Saved entries:
....
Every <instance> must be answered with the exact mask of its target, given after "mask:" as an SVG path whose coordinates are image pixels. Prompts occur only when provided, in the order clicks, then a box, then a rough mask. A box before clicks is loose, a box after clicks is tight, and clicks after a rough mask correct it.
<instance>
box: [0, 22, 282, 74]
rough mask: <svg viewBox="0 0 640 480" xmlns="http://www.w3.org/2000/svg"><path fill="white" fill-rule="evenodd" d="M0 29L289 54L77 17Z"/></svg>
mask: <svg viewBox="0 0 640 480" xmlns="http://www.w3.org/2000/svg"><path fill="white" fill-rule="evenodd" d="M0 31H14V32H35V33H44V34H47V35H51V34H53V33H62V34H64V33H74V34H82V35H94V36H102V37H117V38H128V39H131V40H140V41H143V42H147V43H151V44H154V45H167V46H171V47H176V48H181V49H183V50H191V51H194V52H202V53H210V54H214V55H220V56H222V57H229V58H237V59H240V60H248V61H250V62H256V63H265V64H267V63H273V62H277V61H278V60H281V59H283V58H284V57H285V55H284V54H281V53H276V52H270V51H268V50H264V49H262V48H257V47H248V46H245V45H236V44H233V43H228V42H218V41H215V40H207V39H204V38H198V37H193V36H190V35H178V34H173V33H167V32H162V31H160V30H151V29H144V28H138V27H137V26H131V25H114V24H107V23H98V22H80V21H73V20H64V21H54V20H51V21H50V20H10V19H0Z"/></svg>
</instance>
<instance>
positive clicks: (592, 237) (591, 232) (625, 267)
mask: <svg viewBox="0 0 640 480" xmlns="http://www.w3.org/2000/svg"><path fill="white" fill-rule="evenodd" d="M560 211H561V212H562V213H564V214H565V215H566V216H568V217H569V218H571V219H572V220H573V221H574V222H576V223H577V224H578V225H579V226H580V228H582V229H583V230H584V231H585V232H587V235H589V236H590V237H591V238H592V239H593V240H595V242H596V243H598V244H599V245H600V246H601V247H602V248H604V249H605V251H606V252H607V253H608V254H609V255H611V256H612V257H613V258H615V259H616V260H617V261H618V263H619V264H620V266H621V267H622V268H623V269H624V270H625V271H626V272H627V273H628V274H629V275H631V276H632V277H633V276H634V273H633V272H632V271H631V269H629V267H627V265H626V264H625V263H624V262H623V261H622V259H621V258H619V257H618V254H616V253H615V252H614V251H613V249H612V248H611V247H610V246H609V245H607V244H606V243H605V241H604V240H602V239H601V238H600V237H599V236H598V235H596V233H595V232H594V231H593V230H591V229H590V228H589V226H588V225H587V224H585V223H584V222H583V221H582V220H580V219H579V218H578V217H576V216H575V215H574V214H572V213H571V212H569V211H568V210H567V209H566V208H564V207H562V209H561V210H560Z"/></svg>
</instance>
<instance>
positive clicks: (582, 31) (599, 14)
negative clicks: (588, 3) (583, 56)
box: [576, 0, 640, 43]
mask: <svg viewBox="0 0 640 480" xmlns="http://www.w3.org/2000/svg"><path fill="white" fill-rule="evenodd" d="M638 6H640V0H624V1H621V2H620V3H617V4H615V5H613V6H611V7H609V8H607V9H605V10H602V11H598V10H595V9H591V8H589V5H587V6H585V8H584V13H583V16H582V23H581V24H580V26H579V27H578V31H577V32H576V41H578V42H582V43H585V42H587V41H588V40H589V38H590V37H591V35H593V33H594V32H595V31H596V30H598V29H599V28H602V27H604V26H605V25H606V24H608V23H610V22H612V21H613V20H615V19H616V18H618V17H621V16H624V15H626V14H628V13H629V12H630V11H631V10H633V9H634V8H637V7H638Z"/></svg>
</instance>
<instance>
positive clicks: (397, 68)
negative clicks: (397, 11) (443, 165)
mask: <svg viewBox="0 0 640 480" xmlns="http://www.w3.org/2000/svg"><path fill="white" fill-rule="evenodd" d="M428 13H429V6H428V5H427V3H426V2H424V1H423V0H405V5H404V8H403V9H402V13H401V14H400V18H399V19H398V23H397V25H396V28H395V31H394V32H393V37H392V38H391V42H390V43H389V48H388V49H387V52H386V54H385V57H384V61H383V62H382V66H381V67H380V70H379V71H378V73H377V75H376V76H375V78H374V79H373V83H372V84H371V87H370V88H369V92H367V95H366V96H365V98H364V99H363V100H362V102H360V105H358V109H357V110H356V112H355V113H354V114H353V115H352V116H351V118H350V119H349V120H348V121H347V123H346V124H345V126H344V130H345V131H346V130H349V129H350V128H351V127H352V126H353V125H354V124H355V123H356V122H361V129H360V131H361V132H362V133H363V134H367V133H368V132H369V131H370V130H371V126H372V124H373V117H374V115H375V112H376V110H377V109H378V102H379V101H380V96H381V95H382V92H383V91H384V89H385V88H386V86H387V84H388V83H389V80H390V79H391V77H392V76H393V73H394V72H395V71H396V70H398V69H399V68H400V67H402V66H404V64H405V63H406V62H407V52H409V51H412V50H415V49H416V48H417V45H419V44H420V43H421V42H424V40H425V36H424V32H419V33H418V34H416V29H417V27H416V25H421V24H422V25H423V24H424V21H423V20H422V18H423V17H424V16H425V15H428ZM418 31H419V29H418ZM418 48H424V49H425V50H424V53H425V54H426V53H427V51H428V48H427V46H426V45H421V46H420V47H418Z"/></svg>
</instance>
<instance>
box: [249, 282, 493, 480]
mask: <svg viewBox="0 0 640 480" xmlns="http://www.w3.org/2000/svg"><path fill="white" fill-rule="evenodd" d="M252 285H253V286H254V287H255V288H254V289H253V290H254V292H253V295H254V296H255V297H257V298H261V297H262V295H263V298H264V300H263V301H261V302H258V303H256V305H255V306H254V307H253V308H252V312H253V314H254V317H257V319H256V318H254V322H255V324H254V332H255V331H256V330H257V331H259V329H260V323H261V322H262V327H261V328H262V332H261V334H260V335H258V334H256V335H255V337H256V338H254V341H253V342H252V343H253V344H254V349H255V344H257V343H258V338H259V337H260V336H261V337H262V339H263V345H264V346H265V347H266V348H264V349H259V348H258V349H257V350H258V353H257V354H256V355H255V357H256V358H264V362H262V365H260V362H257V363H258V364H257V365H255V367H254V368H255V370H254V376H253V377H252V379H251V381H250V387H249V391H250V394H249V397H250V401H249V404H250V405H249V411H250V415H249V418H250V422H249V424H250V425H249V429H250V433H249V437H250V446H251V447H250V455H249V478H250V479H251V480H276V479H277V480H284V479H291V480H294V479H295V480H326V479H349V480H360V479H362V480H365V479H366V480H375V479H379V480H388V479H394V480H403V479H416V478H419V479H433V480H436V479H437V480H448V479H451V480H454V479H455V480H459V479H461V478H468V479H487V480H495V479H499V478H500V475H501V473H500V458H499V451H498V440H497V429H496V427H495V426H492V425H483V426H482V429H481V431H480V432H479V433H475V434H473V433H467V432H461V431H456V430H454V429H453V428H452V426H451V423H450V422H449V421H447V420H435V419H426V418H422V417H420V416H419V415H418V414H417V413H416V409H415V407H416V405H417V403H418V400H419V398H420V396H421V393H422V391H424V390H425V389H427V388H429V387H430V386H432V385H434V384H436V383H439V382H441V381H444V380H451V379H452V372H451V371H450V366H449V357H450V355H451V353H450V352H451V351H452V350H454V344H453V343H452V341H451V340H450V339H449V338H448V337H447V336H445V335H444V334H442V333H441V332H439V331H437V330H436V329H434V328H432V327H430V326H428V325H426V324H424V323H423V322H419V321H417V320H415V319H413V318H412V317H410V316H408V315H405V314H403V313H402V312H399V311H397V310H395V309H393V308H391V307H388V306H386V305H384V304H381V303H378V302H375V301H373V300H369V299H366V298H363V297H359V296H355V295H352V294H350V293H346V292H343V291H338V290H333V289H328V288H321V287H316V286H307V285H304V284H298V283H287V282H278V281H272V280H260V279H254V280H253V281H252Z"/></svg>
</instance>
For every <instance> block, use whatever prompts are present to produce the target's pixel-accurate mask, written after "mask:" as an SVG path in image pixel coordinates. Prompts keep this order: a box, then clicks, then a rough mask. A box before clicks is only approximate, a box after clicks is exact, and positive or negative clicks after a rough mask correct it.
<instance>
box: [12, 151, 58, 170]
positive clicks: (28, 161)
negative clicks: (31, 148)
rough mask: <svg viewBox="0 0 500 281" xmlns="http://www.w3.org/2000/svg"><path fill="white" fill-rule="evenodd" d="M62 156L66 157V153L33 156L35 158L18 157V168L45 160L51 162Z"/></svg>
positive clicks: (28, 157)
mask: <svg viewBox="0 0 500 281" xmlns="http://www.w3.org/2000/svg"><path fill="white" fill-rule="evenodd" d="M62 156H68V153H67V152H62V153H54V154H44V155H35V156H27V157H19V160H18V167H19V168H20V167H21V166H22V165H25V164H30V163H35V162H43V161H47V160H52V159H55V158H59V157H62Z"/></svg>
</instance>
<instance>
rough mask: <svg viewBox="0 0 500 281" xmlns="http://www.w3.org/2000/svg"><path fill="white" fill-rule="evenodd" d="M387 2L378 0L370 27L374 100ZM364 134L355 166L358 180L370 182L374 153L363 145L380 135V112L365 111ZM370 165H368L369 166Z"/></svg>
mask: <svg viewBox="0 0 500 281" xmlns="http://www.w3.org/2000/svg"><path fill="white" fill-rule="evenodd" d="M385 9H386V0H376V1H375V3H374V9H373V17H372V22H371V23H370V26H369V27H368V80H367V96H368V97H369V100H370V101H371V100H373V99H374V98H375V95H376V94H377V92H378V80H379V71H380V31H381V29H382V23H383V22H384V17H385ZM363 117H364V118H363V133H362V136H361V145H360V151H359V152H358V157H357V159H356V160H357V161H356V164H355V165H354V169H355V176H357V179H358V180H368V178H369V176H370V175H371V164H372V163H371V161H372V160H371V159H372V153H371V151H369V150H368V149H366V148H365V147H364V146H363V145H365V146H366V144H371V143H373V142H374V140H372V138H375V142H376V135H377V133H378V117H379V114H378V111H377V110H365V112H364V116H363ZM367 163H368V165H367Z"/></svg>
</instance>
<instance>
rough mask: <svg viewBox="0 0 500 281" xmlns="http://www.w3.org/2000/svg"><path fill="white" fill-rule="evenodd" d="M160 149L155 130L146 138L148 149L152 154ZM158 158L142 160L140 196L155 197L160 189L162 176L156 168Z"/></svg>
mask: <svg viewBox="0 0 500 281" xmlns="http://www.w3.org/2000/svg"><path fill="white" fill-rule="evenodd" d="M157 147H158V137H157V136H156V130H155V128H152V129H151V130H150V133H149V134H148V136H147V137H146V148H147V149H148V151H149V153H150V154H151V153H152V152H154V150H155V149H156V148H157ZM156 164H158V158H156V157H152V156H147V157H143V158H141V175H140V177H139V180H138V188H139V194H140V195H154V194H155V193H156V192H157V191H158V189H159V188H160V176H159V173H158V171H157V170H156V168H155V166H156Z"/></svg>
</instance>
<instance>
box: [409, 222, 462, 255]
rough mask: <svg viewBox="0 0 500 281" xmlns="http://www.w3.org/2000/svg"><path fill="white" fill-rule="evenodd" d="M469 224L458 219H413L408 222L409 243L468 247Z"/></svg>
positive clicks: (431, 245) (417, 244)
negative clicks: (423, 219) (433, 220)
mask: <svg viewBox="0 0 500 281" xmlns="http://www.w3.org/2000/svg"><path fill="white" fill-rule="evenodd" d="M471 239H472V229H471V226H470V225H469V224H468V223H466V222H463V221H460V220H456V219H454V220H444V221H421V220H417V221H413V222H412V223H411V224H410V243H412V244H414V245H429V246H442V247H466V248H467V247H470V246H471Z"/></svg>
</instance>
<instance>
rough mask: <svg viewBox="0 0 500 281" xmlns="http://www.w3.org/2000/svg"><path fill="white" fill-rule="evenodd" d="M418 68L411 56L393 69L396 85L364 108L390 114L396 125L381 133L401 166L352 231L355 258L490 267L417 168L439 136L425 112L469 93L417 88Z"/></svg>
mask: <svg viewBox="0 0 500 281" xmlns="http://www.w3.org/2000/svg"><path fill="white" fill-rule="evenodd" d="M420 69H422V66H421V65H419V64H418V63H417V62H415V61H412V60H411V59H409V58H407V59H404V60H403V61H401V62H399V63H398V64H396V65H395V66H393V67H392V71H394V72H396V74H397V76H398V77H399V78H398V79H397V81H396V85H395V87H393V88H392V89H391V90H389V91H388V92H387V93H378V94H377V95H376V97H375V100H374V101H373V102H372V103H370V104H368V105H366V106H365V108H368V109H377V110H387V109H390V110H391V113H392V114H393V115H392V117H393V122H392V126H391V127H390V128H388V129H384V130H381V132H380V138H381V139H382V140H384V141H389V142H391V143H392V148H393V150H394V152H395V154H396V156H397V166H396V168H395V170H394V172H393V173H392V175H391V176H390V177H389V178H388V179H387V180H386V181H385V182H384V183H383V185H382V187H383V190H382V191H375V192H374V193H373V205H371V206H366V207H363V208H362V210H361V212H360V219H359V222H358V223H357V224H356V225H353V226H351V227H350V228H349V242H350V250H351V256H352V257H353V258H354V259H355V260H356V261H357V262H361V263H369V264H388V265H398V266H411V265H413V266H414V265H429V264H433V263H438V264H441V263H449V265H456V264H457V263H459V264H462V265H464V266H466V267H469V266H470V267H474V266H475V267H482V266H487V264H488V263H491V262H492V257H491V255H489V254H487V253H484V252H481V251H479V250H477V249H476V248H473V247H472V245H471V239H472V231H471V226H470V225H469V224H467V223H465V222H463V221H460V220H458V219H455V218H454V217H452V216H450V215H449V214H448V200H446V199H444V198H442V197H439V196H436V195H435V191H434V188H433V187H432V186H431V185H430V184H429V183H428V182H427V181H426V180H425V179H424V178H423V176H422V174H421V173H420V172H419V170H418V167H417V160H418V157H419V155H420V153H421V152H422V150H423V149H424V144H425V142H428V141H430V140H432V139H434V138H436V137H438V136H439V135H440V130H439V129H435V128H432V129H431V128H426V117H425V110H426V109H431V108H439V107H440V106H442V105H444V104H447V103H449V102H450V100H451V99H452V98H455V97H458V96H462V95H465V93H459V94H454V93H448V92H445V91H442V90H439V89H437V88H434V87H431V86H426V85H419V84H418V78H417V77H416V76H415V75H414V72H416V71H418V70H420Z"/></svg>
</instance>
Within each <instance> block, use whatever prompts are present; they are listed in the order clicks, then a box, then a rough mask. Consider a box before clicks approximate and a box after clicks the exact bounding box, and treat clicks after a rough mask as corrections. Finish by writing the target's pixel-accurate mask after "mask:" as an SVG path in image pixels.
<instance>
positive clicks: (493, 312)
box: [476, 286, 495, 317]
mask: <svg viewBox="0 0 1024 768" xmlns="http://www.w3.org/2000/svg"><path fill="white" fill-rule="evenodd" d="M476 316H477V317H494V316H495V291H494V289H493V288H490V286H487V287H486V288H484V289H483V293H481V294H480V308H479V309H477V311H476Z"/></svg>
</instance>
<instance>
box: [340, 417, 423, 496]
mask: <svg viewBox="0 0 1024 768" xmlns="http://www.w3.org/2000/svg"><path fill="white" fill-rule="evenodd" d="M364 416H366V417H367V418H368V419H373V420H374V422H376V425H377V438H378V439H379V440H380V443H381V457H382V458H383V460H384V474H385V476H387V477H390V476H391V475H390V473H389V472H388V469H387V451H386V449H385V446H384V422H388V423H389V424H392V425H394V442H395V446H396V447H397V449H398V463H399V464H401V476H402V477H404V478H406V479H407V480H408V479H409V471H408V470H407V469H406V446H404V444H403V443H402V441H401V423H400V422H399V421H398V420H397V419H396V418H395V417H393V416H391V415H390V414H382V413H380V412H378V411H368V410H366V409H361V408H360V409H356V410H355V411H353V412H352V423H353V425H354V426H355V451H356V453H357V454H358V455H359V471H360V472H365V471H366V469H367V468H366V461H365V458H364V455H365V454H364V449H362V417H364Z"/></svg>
....
■ The problem ■
Report each line of the material that contains the word "whatever", copying every such line in full.

■ The completed task ■
For every <instance> block, use whatever prompts are present to produce the target's pixel-accurate mask, written after "mask:" as an SVG path in image pixel coordinates. Prompts keep this order: a box, then clicks, then a rough mask. A box before clicks is only approximate, a box after clicks is exact, and positive or negative clicks after a rough mask correct it.
Within each <instance> block, use whatever prompts are present; they are listed in the order clicks, then a box, then a rough mask. Consider a box before clicks approximate and a box after clicks the exact bounding box, and treat clicks after a rough mask as corrections. Finish by writing the target's pixel-accurate mask after "mask:" as an SVG path in image pixels.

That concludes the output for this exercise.